* start *

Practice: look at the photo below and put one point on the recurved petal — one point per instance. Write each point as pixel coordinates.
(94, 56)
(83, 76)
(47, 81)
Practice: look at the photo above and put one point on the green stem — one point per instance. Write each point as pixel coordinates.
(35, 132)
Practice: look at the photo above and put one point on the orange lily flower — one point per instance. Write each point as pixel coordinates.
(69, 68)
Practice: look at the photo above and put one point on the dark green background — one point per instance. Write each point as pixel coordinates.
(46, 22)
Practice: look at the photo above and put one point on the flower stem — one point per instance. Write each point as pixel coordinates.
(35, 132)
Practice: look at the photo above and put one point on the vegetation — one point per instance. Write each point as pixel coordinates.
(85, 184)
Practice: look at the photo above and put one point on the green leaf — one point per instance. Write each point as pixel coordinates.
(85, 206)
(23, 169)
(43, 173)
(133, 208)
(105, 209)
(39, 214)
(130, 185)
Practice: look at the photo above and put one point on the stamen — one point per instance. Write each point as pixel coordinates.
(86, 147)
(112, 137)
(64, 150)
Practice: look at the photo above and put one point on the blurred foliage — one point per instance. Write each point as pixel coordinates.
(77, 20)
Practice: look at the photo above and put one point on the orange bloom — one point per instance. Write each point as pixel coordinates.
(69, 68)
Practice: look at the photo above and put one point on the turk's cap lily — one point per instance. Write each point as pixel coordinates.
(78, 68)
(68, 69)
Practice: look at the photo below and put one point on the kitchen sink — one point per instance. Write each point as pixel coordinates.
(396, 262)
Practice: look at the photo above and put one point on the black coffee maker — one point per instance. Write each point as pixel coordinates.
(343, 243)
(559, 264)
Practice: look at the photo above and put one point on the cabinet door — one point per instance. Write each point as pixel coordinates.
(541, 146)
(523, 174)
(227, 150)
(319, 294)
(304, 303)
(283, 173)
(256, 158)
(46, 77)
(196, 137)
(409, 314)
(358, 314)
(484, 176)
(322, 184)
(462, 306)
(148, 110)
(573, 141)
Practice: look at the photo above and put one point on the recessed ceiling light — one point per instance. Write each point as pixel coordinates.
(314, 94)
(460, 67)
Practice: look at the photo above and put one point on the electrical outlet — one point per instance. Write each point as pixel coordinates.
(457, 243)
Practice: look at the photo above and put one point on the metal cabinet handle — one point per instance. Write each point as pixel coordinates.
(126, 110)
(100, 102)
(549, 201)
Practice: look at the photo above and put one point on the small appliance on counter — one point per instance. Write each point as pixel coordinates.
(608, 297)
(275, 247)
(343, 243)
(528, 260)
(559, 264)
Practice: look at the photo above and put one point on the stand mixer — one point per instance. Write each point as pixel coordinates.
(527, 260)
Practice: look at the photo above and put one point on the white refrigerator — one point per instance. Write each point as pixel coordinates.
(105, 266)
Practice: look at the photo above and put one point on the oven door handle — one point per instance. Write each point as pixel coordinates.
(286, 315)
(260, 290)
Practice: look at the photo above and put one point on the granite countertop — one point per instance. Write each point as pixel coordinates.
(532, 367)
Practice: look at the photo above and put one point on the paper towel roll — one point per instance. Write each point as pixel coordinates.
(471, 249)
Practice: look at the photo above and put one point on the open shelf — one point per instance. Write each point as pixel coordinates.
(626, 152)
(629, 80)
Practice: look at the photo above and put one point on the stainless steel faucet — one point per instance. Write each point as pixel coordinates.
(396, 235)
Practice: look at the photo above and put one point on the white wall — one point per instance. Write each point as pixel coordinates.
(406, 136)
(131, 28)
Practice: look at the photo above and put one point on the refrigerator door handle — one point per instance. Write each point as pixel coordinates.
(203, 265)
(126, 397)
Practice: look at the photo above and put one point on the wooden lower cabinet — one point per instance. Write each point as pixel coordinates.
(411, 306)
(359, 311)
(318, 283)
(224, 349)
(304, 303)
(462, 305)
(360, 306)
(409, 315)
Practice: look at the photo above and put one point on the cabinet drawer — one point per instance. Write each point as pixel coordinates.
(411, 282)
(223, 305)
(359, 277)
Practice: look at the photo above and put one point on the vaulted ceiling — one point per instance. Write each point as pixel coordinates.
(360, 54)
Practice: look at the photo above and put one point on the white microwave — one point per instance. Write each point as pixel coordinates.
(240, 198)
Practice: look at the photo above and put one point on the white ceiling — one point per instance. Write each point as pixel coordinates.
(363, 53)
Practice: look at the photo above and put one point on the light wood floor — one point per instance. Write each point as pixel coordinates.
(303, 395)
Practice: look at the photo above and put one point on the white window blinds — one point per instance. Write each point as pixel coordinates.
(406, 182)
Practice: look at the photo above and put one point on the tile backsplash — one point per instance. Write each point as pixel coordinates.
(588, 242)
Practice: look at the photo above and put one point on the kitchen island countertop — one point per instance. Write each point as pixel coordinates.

* end *

Work required =>
Retype the material above, line by line, exactly.

Response to this exercise =>
Practice: look at the photo below and put one point on the recurved petal — one point per instance. Write each point as pixel coordinates.
(94, 56)
(83, 76)
(47, 81)
Practice: look at the photo above and put one point on the green stem — one point per instance. Write each point as pixel coordinates.
(35, 132)
Practice: look at the photo above and put one point on the orange lily flower — one point per instance. Write each point as pixel coordinates.
(69, 68)
Practice: look at the photo above and put one point on the dark green background — one point per instance. Write each point as pixel coordinates.
(46, 22)
Practice: look at the photo above and put one point on the flower stem — one point per instance. Write each point as pixel coordinates.
(35, 132)
Practice: look at the photo above and put one point on the vegetation — one point per instance. Write each point as pixel coordinates.
(85, 184)
Practice: look at the photo above and put one point on the green leaf — one point per instance. Write each point as pixel coordinates.
(85, 206)
(23, 169)
(43, 173)
(133, 208)
(105, 209)
(39, 214)
(130, 185)
Practice: look at the photo above and put one point on the stamen — one point per instance. Write each point as pixel coordinates.
(86, 147)
(112, 137)
(64, 150)
Practice: look at the photo above and put one point on the blurred foliage — one point per instance. Write each point as pixel coordinates.
(77, 20)
Practice: look at the photo above and put one point on the orange bloom — one point per instance. Write each point as pixel coordinates.
(69, 68)
Practice: look at the photo above and put one point on the turk's cap lily — one point per instance. Write each point as pixel coordinates.
(78, 68)
(68, 69)
Practice: look at the photo below and put one point on the kitchen sink — one point per instance. Write each point as pixel coordinates.
(396, 262)
Practice: look at the photo above and put one point on the black coffee maker — one point per instance. Write each point as pixel coordinates.
(343, 243)
(559, 264)
Practice: look at the photo above and put one point on the cabinet door — one point per instance. Write each point as pixel coordinates.
(541, 146)
(523, 174)
(227, 150)
(319, 294)
(304, 303)
(283, 173)
(256, 158)
(46, 77)
(196, 137)
(409, 314)
(358, 314)
(484, 176)
(322, 184)
(462, 306)
(148, 110)
(573, 141)
Practice: look at the photo above and put one point on the recessed ceiling light — one point per instance. Write each point as pixel coordinates.
(314, 94)
(460, 67)
Practice: look at the photo above and put one point on the electrical outlet — one point per instance. Write each point as pixel coordinates.
(457, 243)
Practice: look at the photo above and put one point on the metal cabinet handle — one point per instance. Write each point as pixel coordinates.
(126, 110)
(100, 102)
(549, 201)
Practice: look at the photo above and put one point on the small appliance on counter — one point per instance. Write each point as pixel coordinates.
(608, 297)
(275, 247)
(343, 243)
(528, 260)
(559, 264)
Practice: look at the photo above and put one point on the stand mixer — one point per instance. Write each point as pixel coordinates.
(527, 260)
Practice: look at the photo above and put one point on the white refrigerator — one point per instance. Write each point as pixel coordinates.
(105, 266)
Practice: look at the photo above and put one point on the oven door handle — one point per instance. Write each point as pixel coordinates.
(286, 315)
(260, 290)
Practice: look at the photo above and put one point on the granite countertop — one point per instance. Write each point as pixel coordinates.
(532, 367)
Practice: look at the photo above and put one point on the paper towel roll — one point per instance. Write each point as pixel coordinates.
(471, 249)
Practice: look at the photo above and put one point on the open shelf — one point per instance. Write each point as pixel coordinates.
(626, 152)
(629, 80)
Practice: look at the photo above and put one point on the stainless steel faucet — one point per instance. Write each point as pixel coordinates.
(396, 235)
Practice: look at the photo above and put one point on the white wall — one point per instance. Write each point as pixel coordinates.
(406, 136)
(131, 28)
Practice: look at the photo above and put one point on the refrigerator door handle — one point per instance. Write each point as pixel coordinates.
(203, 265)
(126, 397)
Practice: look at the photo above and put one point on the wooden lower cabinet — one point per instance. Write each point as pixel coordinates.
(411, 306)
(359, 311)
(318, 283)
(224, 349)
(304, 303)
(462, 305)
(360, 306)
(409, 315)
Practice: look at the photo above and put one point on the cabinet drawer — one point per instance. Write each point as pixel coordinates.
(411, 282)
(223, 305)
(359, 277)
Practice: look at the photo above and put one point on the vaulted ceiling — one point per instance. Write each point as pixel coordinates.
(360, 54)
Practice: look at the photo above and put one point on the white microwave — one point per instance. Write each point as pixel coordinates.
(240, 198)
Practice: look at the photo above and put one point on the white ceiling — one point per instance. Write each point as pixel coordinates.
(363, 53)
Practice: look at the photo above and put one point on the light wood floor — one point per instance. Write each point as pixel coordinates.
(303, 395)
Practice: look at the photo above and put one point on the white window blinds — one point per instance. Write each point as pixel coordinates.
(406, 182)
Practice: look at the photo above and put one point on the tile backsplash — one point per instance. Write each point as pixel coordinates.
(588, 242)
Practice: look at the photo above and put one point on the kitchen island countertop — one point per instance. Write each point as pixel coordinates.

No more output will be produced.